Copy each line exactly. Leave nothing out.

===============

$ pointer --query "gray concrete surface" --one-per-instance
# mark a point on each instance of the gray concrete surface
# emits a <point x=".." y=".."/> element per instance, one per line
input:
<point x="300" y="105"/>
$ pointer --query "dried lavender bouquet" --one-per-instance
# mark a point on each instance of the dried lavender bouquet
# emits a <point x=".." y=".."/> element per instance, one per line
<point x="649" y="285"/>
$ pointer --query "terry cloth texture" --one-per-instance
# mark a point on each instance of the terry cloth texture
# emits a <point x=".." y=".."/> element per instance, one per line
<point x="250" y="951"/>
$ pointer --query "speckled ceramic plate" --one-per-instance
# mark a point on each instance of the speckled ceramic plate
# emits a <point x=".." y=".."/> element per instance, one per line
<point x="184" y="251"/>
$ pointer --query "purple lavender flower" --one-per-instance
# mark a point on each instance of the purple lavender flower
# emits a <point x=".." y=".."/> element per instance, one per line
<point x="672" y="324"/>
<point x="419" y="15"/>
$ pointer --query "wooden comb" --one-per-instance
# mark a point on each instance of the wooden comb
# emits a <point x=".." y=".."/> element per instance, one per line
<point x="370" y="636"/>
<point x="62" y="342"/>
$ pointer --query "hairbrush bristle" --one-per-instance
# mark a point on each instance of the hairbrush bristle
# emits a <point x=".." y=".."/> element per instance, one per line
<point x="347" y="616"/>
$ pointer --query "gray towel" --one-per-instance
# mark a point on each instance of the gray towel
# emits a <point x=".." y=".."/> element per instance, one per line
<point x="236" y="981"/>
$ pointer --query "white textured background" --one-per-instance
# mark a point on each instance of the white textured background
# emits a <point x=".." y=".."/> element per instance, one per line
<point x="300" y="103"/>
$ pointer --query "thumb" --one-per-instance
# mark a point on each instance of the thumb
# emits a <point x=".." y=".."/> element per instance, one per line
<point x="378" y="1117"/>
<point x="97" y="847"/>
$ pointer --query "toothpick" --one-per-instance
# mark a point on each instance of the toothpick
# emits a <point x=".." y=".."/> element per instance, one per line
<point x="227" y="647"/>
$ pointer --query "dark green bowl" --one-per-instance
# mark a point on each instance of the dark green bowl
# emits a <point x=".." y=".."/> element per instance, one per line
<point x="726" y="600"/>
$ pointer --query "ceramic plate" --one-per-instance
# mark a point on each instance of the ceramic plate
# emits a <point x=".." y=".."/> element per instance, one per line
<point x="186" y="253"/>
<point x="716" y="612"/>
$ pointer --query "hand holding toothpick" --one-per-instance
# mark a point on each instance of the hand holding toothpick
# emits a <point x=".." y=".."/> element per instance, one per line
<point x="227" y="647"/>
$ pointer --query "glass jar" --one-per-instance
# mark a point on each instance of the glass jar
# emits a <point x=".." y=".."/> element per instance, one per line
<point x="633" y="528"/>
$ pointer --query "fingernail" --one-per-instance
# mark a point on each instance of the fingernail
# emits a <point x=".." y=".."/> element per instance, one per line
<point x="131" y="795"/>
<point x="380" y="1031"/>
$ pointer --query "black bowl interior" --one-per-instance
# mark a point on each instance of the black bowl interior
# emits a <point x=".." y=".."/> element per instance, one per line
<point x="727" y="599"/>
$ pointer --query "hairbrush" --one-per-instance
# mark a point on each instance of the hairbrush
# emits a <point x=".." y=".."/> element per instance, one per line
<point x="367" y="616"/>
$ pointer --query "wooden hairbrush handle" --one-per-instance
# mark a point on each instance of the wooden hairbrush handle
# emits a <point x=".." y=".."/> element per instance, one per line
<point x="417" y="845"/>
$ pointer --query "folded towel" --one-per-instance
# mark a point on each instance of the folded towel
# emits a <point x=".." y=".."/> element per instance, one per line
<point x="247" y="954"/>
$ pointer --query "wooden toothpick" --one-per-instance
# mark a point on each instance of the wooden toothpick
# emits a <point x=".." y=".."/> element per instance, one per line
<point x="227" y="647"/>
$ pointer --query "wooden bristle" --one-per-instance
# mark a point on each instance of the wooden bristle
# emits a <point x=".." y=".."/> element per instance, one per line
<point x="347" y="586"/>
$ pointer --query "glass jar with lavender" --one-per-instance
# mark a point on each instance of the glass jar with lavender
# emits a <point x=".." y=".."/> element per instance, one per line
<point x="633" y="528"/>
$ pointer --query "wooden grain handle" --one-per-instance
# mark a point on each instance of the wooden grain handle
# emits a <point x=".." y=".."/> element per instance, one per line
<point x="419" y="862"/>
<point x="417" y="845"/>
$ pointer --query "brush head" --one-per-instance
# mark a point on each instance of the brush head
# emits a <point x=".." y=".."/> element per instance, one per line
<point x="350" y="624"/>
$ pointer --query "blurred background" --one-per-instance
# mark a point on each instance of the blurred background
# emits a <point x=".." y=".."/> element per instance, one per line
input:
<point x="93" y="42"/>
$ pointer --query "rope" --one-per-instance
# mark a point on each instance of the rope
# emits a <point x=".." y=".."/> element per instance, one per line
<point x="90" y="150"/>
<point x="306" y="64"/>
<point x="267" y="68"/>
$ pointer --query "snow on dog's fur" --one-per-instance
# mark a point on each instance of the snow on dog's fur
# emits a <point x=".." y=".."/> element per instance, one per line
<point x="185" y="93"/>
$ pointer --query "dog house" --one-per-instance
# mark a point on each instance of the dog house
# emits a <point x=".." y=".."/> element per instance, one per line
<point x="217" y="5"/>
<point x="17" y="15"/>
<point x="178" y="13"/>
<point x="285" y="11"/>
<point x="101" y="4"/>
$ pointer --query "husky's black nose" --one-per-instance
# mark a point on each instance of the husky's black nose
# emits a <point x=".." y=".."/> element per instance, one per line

===============

◆ REPLY TO THE EXERCISE ◆
$ pointer --query "gray concrete surface" --one-per-instance
# mark a point on each instance of the gray concrete surface
# emits a <point x=".." y=".."/> element per instance, one per line
input:
<point x="300" y="105"/>
$ pointer --query "dried lavender bouquet" --one-per-instance
# mark a point on each instance of the dried lavender bouquet
# emits a <point x=".." y=".."/> element per instance, one per line
<point x="649" y="285"/>
$ pointer --query "terry cloth texture" --one-per-instance
# mark a point on each instance of the terry cloth texture
# emits a <point x=".." y=".."/> element per instance, one per line
<point x="250" y="951"/>
$ pointer --query "speckled ceramic plate" --one-per-instance
# mark a point on each instance of the speckled ceramic plate
# emits a <point x=".." y=".."/> element per instance, one per line
<point x="184" y="251"/>
$ pointer --query "purple lavender flower" --one-per-instance
# mark a point on each instance of the purple lavender flower
# emits a <point x=".." y=".."/> element per instance, one per line
<point x="672" y="324"/>
<point x="419" y="15"/>
$ pointer --query "wooden comb" --one-per-instance
# mark a point on each instance of the wooden comb
# emits a <point x=".." y=".."/> element per instance, one per line
<point x="370" y="636"/>
<point x="62" y="342"/>
$ pointer --query "hairbrush bristle" --one-per-instance
# mark a point on each instance of the hairbrush bristle
# emits a <point x=".." y=".."/> element per instance, one per line
<point x="347" y="616"/>
$ pointer --query "gray towel" --one-per-instance
# mark a point on each instance of the gray towel
# emits a <point x=".." y=".."/> element per instance, one per line
<point x="236" y="981"/>
$ pointer --query "white textured background" --one-per-instance
# mark a point on each instance of the white textured background
# emits a <point x=".." y=".."/> element per instance, one per line
<point x="300" y="103"/>
$ pointer --query "thumb" --one-per-instance
# mark a point on each instance of the thumb
# emits a <point x=".." y=".."/> element per instance, one per line
<point x="378" y="1117"/>
<point x="97" y="847"/>
$ pointer --query "toothpick" --one-per-instance
# mark a point on each instance of the toothpick
# emits a <point x=".." y=".."/> element per instance, one per line
<point x="227" y="647"/>
$ pointer --query "dark green bowl" --one-per-instance
# mark a point on each instance of the dark green bowl
# emits a <point x=".." y=".."/> element per instance, one per line
<point x="726" y="600"/>
$ pointer --query "ceramic plate" --one-per-instance
# mark a point on each instance of the ceramic plate
# emits a <point x=".." y=".."/> element per instance, one per line
<point x="186" y="253"/>
<point x="716" y="612"/>
$ pointer --query "hand holding toothpick" --one-per-instance
# mark a point on each instance of the hand holding toothpick
# emits a <point x=".." y=".."/> element per instance, one per line
<point x="227" y="647"/>
$ pointer --query "glass jar" --one-per-instance
# mark a point on each instance of the glass jar
# emits a <point x=".." y=".."/> element per instance, one per line
<point x="633" y="528"/>
$ pointer --query "fingernail" --one-per-instance
# mark a point on each instance of the fingernail
# emits a <point x=".." y=".."/> element per instance, one per line
<point x="131" y="795"/>
<point x="380" y="1031"/>
$ pointer --query "black bowl interior" --one-per-instance
# mark a point on each instance of the black bowl interior
# emits a <point x=".." y=".."/> element per instance, one per line
<point x="727" y="599"/>
$ pointer --query "hairbrush" --one-per-instance
# mark a point on each instance of the hairbrush
# emits a <point x=".." y=".."/> element per instance, one per line
<point x="367" y="616"/>
$ pointer --query "wooden hairbrush handle" --one-per-instance
# mark a point on each instance of the wooden hairbrush handle
# emits a <point x=".." y=".."/> element per instance, one per line
<point x="417" y="845"/>
$ pointer --query "folded towel" --one-per-instance
# mark a point on each instance of the folded towel
# emits a <point x=".." y=".."/> element per instance, one per line
<point x="247" y="954"/>
$ pointer --query "wooden toothpick" --one-per-instance
# mark a point on each instance of the wooden toothpick
# emits a <point x=".." y=".."/> element per instance, one per line
<point x="227" y="647"/>
$ pointer --query "wooden bristle" --one-per-instance
# mark a point on each instance of the wooden bristle
# emits a <point x=".." y=".."/> element per instance, one per line
<point x="347" y="586"/>
$ pointer --query "glass jar with lavender" --one-per-instance
# mark a point on each instance of the glass jar with lavender
# emits a <point x=".." y=".."/> element per instance, one per line
<point x="633" y="528"/>
$ pointer --query "wooden grain handle" --one-per-instance
# mark a point on each instance of the wooden grain handle
# emits a <point x=".." y=".."/> element per instance, one per line
<point x="419" y="862"/>
<point x="417" y="845"/>
$ pointer --query "brush head" --one-per-instance
# mark a point on each instance of the brush head
# emits a <point x=".." y=".."/> element per instance, one per line
<point x="350" y="624"/>
$ pointer --query "blurred background" --one-per-instance
# mark a point on each instance of the blurred background
# emits a <point x=".." y=".."/> element per instance, one per line
input:
<point x="93" y="42"/>
$ pointer --query "rope" --one-per-instance
# mark a point on each instance of the rope
# emits a <point x=".." y=".."/> element per instance, one per line
<point x="90" y="150"/>
<point x="306" y="64"/>
<point x="267" y="68"/>
$ pointer --query "snow on dog's fur" --one-per-instance
# mark a point on each instance of the snow on dog's fur
# emits a <point x=".." y=".."/> element per instance, one per line
<point x="185" y="93"/>
$ pointer --query "dog house" --one-per-instance
# mark a point on each instance of the dog house
# emits a <point x=".." y=".."/> element per instance, one per line
<point x="217" y="5"/>
<point x="17" y="15"/>
<point x="178" y="13"/>
<point x="285" y="11"/>
<point x="101" y="4"/>
$ pointer --query "husky's black nose" --one-per-instance
# mark a point on each instance of the husky's black nose
# emits a <point x=".." y=".."/> element per instance, one per line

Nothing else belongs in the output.